====== Kutipan Sumber
Kamis, 12 Februari 2009

Pakar Yunani Kuno vs Pakar Muslim di Bidang Ilmu-Ilmu Eksakta

Matematika bangsa Yunani Kuno terbentuk dari bahan-bahan tradisi bangsa-bangsa Sumaria, Babilonia dan Mesir Kuno, demikian pula halnya Ilmu Pengetahuan Alam/sains, yang asasnya hanya pada observasi saja. Ilmu Ukur diperkembang oleh pakar Yunani Kuno secara sistematis, dan mencapai puncak kemajuannya dalam zaman Euclid. Namun dalam bidang matematika yang lain yaitu ilmuhitung, tidak memperolah kemajuan. Tidak ada pertambahan operasi, tetap hanya menambah, mengurang, mengali dan membagi saja. Dengan demikian mereka itu hanya tetap berkisar dalam bilangan rasional saja. Hal ini membawa akibat yang parah, ilmu hitung tidak dapat mengikuti perkembangan ilmu ukur, sehingga ilmu ukur itu berjalan sendiri tanpa dukungan ilmu hitung. Ada beberapa bagian dari Dialogue Plato (427 - 347 Seb.Miladiyah) yang menunjukkan pemisahan itu mencapai puncaknya, artinya keduanya sudah terpisah sama sekali dalam zaman Euclid.

Alhasil matematika di tangan bangsa Yunani Kuno pecah dua dalam pengertian yang sebenar-benarnya. Ilmu ukur maju melesat ke depan meninggalkan ilmu hitung jauh di belakang. Dengan demikian matematika di zaman Yunani kuno tidak mungkin dapat dipakai untuk menunjang sains/ilmu pengetahuan alam dalam hal mengujicoba hasil penafsiran alam, sehingga sains hanya terpaku pada teori yang sifatnya spekulatif. Maka asas Pendekatan Ilmiyah di zaman Yunani Kuno terhenti hanya sampai penafsiran saja sebagai tahap lanjut dari observasi.
============
====== Bahan yang Disediakan
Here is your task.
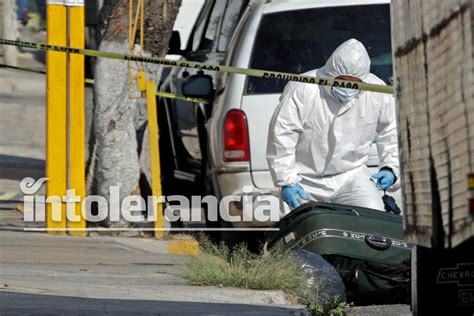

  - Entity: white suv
[178,0,392,227]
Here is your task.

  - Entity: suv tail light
[224,110,249,161]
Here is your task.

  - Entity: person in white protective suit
[267,39,399,210]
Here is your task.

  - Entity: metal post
[68,6,87,236]
[146,81,165,239]
[46,3,67,234]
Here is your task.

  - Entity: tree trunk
[92,0,181,226]
[0,0,18,66]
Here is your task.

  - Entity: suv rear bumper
[216,171,288,228]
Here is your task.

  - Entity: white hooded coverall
[267,39,399,210]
============
Tugas Latihan —
Jawab pertanyaan berikut berdasarkan kutipan tentang matematika Yunani Kuno.
1. Dari tradisi bangsa-bangsa mana matematika Yunani Kuno terbentuk?
2. Pada zaman siapa ilmu ukur mencapai puncak kemajuannya?
3. Sampai tahap apa asas Pendekatan Ilmiyah di zaman Yunani Kuno terhenti?

Hasil Latihan —
1. Matematika Yunani Kuno terbentuk dari tradisi bangsa Sumaria, Babilonia, dan Mesir Kuno.
2. Ilmu ukur mencapai puncak kemajuannya pada zaman Euclid.
3. Asas itu terhenti hanya sampai penafsiran, yaitu tahap lanjut dari observasi.